THE EXERCISE: From the rifle review below, set down word for word the passage between "Next will be" and "with a sear.", inclusive.

TEXT PROVIDED:
My initial plan was a 375 H&H or 416 rem in an FN or Mod 70 but ruger already built the gun I wanted with a few caveats. I have a large bore suppressor and really wanted a threaded barrel for that. I also have a M77 in 300wm that has been great.

Out of the box review:
Weight I believe was 8lb1oz out of the box. Nice matte finish, not my favorite as it shows rubs easily. After working the bolt a few hundred times, the contact surfaces smooth out and it cycles nicely. Factory Trigger 4lb, and not creepy. Feeds from the magazine without issues, ejects with enthusiasm.

I shot it initially without modification with open sights and Hornady DGS ammunition. This ammo was somewhere around 2330fps. It shouldered well with 1 spacer, but I later put 2. The rifle comes with 3 but the screws are not long enough to work. Front sight is a little strange and is for a 6:00 hold. It is windage adjustable but not adjustable for elevation.

Overall, you could hunt with this rifle out of the box with factory ammo. It's not going to win any pageants but it is very functional.

What I added:
Trijicon Credo Hx 1-6 SFP 223 BDC Red illumination- great scope so far, the SFP version has better glass and a daylight bright LED. You do not want green or FFP. I would much prefer a true MOA or MIL reticle but this ticked all the other boxes. I hope to not be using the 416 long range anyway.

Alaska Arms QD 30mm medium rings - I have nothing bad to say about these ,they are well designed and well machined. Worth the money.

Blue Force Gear Vickers sling - pretty good sling if you are willing to shorten it. Very adjustable once in the right range. Swivels I bought for it dont fit correctly on the guide gun barrel swivel as it is not chamfered.

Next will be modifications.
 
Trigger:

The first modification was installing an adjustable timney trigger. These are not really advertised as a drop in and they are definitely not a drop in. A company called spec tech used to make triggers for the M77 and I have installed several of them, they work great but I cannot remember if they came with a sear.

SUPPLIED MATERIAL:
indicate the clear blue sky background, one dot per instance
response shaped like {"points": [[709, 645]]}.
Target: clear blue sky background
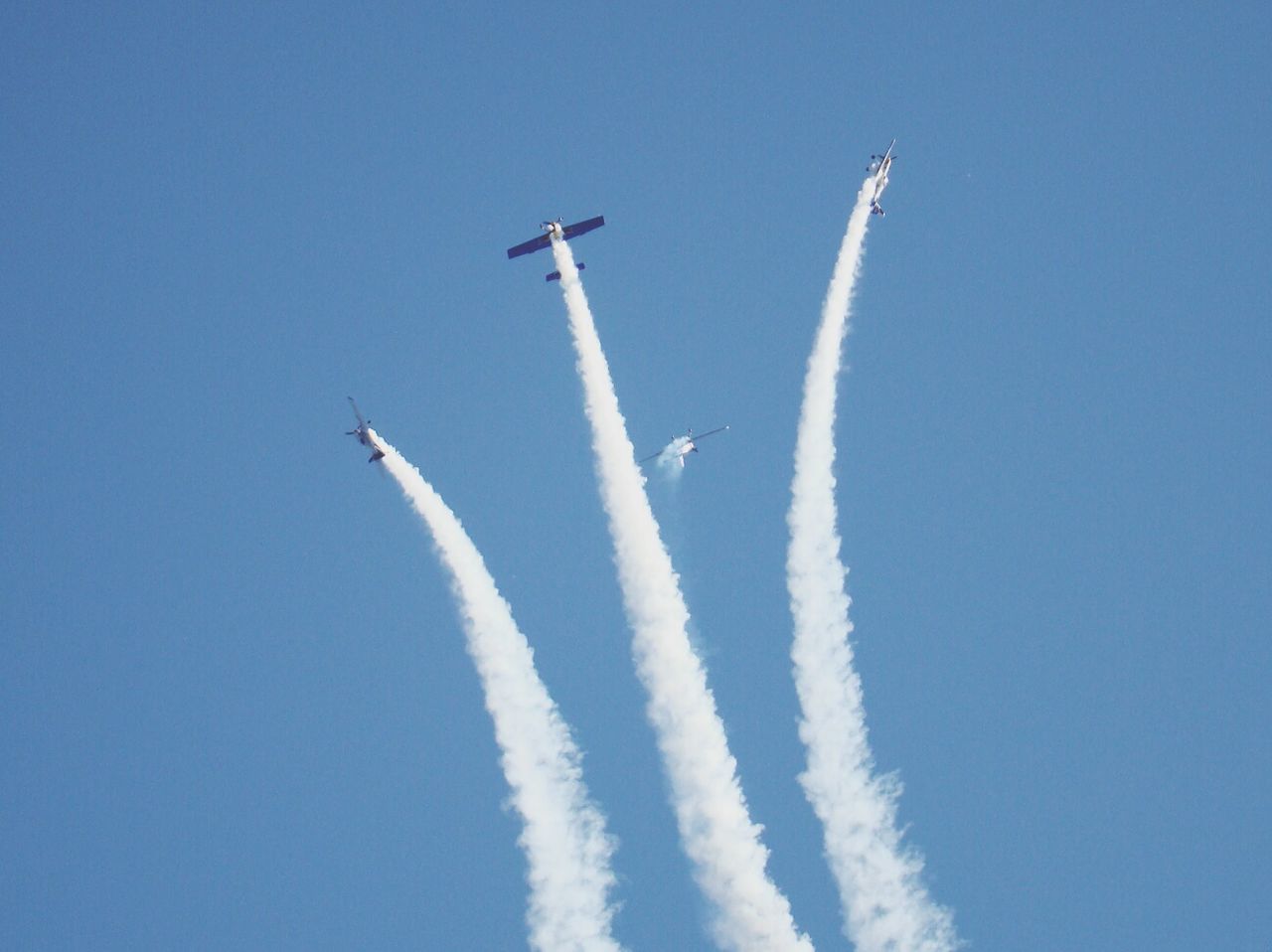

THE REPLY:
Next will be modifications.
 
Trigger:

The first modification was installing an adjustable timney trigger. These are not really advertised as a drop in and they are definitely not a drop in. A company called spec tech used to make triggers for the M77 and I have installed several of them, they work great but I cannot remember if they came with a sear.